In the past few decades, there has been a deep discussion about the ideological roots of fascism, and above all, a great misunderstanding about the collectivist principles that this authoritarian movement promulgated. To understand this ideology better, it is necessary to know in depth the life, beliefs, and principles of both its political leaders (such as Benito Mussolini) and its philosophical leaders (such as Giovanni Gentile).
Mussolini was an Italian military man, journalist, and politician who was a member of the Italian Socialist Party for 14 years. In 1910, he was appointed editor of the weekly La Lotta di Classe (The Class Struggle), and the following year he published an essay entitled “The Trentino as seen by a Socialist.” His journalism and political activism led him to prison, but soon after he was released, the Italian Socialist Party—increasingly strong and having achieved an important victory at the Congress of Reggio Emilia—put him in charge of the Milanese newspaper Avanti!
This intense political activism was followed by World War I, which marked a turning point in Mussolini’s life. In the beginning, the leader of the Socialist Party was part of an anti-interventionist movement, which opposed Italy’s participation in World War I. However, he later joined the interventionist group, which earned him expulsion from the Socialist Party.
Mussolini participated in the war and went on to take advantage of the dissatisfaction of the Italian people, due to the few benefits obtained by the Treaty of Versailles. He then blamed his former comrades of the Socialist Party for it, and that is when he started the formation of the Fasci Italiani di Combattimento, which later would become the Italian Fascist Party.
Based strongly on the nationalist sentiments that flourished as a result of the combat, Mussolini came to power by the hand of violence, fighting against the traditional socialists and shielding himself in the famous squadron of the black shirts. It was only then that the ideological complex of fascism would begin to take shape.

■ SHORT EXERCISE ■
Can you retype the passage on Mussolini and fascism word for word, beginning at the words "This intense political" and stopping after "Italian Fascist Party."?

■ MATERIAL PROVIDED ■
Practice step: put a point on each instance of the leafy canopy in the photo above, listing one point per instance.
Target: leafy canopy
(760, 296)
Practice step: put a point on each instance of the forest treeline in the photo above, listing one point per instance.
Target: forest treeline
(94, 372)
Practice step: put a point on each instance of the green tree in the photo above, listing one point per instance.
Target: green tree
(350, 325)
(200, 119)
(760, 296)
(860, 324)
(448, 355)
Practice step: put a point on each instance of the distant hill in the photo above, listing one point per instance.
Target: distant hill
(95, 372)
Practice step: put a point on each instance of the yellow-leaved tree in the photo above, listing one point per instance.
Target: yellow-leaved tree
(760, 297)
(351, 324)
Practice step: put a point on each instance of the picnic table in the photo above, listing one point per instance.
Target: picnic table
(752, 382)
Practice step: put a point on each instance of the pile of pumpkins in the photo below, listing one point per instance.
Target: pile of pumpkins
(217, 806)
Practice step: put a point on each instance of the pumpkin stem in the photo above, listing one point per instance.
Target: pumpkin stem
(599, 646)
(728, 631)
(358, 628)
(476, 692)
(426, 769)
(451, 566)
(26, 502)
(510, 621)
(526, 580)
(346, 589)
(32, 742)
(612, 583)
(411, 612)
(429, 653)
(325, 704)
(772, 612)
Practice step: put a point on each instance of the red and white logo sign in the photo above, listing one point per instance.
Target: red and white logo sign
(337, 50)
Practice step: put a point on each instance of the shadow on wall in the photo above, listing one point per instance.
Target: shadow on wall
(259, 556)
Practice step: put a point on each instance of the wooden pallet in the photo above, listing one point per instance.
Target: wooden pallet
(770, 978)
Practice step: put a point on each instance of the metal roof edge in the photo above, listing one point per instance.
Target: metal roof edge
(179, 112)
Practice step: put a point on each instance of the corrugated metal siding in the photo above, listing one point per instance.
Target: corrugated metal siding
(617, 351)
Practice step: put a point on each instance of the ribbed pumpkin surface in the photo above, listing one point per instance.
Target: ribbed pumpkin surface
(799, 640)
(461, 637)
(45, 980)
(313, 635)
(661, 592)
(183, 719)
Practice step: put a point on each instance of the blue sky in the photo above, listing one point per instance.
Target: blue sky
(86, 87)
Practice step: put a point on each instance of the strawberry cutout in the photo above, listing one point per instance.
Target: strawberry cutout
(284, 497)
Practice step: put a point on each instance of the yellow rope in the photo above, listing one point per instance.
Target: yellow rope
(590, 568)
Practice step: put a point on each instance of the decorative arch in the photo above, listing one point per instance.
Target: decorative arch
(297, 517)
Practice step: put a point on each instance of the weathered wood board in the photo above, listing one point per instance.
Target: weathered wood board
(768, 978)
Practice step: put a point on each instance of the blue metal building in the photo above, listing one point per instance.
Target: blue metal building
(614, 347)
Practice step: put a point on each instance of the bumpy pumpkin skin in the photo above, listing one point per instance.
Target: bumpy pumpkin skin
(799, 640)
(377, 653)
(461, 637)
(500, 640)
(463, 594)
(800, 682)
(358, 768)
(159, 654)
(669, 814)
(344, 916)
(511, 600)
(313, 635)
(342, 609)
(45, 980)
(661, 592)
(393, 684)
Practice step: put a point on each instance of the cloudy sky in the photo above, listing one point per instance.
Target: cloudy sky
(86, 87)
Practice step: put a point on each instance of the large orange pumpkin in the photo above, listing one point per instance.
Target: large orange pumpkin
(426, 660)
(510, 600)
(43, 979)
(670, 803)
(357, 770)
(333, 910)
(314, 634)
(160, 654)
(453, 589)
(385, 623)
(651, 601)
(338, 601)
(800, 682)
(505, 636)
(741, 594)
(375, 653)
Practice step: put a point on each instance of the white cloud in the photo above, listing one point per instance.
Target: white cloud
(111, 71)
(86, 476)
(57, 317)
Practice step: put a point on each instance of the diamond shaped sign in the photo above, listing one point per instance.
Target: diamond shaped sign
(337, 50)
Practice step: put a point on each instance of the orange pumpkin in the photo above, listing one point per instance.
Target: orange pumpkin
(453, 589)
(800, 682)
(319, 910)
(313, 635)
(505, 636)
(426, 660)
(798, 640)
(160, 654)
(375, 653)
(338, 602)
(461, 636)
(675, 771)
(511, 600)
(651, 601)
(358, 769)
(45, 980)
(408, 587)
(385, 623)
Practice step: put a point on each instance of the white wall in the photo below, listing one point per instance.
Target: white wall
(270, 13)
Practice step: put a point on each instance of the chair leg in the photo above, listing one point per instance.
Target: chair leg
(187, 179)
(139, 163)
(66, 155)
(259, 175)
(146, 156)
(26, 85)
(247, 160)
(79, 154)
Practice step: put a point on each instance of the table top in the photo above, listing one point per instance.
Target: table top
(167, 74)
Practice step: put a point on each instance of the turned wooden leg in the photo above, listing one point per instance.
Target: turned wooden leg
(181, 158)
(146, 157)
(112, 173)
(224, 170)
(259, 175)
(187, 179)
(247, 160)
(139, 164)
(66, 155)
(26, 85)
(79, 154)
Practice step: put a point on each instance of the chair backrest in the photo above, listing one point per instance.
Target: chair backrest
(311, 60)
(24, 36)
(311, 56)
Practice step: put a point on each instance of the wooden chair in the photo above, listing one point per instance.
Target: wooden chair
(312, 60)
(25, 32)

■ SOLUTION ■
This intense political activism was followed by World War I, which marked a turning point in Mussolini’s life. In the beginning, the leader of the Socialist Party was part of an anti-interventionist movement, which opposed Italy’s participation in World War I. However, he later joined the interventionist group, which earned him expulsion from the Socialist Party.
Mussolini participated in the war and went on to take advantage of the dissatisfaction of the Italian people, due to the few benefits obtained by the Treaty of Versailles. He then blamed his former comrades of the Socialist Party for it, and that is when he started the formation of the Fasci Italiani di Combattimento, which later would become the Italian Fascist Party.